(Entries taken from a collection)
* BEGIN *
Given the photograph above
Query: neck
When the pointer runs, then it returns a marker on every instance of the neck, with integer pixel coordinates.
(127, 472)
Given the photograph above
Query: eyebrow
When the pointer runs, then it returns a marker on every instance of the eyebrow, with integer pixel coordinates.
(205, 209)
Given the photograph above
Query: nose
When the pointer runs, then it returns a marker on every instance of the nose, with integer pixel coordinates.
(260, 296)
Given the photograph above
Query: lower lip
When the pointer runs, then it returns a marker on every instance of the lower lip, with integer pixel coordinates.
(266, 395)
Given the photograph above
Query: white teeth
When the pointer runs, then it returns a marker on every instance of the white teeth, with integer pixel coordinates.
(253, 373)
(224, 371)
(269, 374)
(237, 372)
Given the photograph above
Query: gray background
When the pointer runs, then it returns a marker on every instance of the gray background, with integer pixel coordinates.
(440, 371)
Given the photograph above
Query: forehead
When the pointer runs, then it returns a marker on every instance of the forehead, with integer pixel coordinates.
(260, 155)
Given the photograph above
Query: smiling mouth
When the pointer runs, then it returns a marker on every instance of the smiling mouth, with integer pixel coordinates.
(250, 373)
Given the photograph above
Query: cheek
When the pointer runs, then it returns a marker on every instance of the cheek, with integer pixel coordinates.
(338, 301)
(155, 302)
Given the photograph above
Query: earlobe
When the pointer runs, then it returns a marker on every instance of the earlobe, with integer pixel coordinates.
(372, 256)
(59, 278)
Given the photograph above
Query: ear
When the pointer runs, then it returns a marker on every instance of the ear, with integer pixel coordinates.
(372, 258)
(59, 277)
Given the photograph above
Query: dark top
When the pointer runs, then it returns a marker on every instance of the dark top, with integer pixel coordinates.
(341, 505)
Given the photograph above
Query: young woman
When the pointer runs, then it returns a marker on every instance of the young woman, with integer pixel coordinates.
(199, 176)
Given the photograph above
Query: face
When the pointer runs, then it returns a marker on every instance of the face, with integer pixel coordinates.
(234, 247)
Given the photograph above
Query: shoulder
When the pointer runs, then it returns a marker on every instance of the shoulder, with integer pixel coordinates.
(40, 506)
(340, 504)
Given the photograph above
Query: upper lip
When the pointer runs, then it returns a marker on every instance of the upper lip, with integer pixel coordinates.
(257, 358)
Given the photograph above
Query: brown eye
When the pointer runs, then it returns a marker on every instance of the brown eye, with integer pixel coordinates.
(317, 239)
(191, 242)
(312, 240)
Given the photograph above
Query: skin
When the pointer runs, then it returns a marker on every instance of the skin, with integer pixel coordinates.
* END *
▸ **PROMPT**
Reproduce all of the material above word for word.

▸ **WRITTEN SOLUTION**
Given the photograph above
Query: neck
When the pointer runs, then it returns a marker on every instance of the neck, with integer pixel coordinates.
(127, 472)
Given the photograph above
Query: eyebrow
When the pointer runs, then it returns a marker on every instance of the eyebrow, with integer pixel coordinates.
(205, 209)
Given the photograph above
Query: nose
When the pointer runs, then it returns a marker on every instance of the nose, with integer pixel coordinates.
(260, 296)
Given the photograph above
Query: lower lip
When the pointer runs, then it returns a marker on every instance of the lower lip, with integer pixel coordinates.
(266, 395)
Given the photograph above
Query: white teeth
When the pointer runs, then it returns a marker on every instance of the white teeth, with integer pixel coordinates.
(253, 373)
(224, 371)
(269, 374)
(237, 372)
Given the photograph above
Query: gray background
When the pointer runs, then it returns a marker on every instance of the gray background, with integer pixel coordinates.
(440, 371)
Given the photograph above
Query: forehead
When the pointer runs, then it returns a marker on every instance of the forehead, with integer pixel coordinates.
(260, 155)
Given the photograph above
Query: smiling mouth
When the pointer runs, then it returns a marker on every instance of the smiling mouth, with integer pixel coordinates.
(250, 373)
Given the photograph above
Query: cheek
When the pointer runs, then it returns a marker on every instance of the cheek, with integer pixel coordinates.
(338, 301)
(155, 302)
Given the photograph above
Query: earlobe
When the pointer runs, then it returns a marker on every instance of the earlobe, with integer pixel coordinates.
(372, 256)
(59, 278)
Given the photograph above
Query: ear
When the pointer runs, then it returns a marker on every instance of the ear, with integer pixel coordinates.
(372, 258)
(59, 277)
Given the photograph above
Query: dark top
When the pointer runs, then it returns a marker on every instance of the dark top, with integer pixel coordinates.
(341, 505)
Given the photograph above
Query: young woman
When the pointer runs, then it returns a marker on every instance of the young woman, with integer pixel coordinates.
(199, 176)
Given the photograph above
Query: face
When the pointer runs, then it returns a marker on every instance of the face, with integer pixel coordinates.
(234, 247)
Given the photograph above
Query: shoulder
When the pointer runs, then it returns a marker on every instance of the shoulder, with integer pixel coordinates.
(40, 506)
(340, 504)
Given the photograph above
Query: upper lip
When the pointer runs, then it returns a marker on every instance of the upper lip, with integer pixel coordinates.
(257, 358)
Given the photograph above
Query: brown eye
When the pointer runs, then it returns a marker on every instance of the brown eye, with integer pixel coordinates.
(317, 239)
(191, 242)
(312, 240)
Given the photograph above
Query: skin
When the pointer runs, then it returns a marker on every instance of the skin, with integer pixel coordinates.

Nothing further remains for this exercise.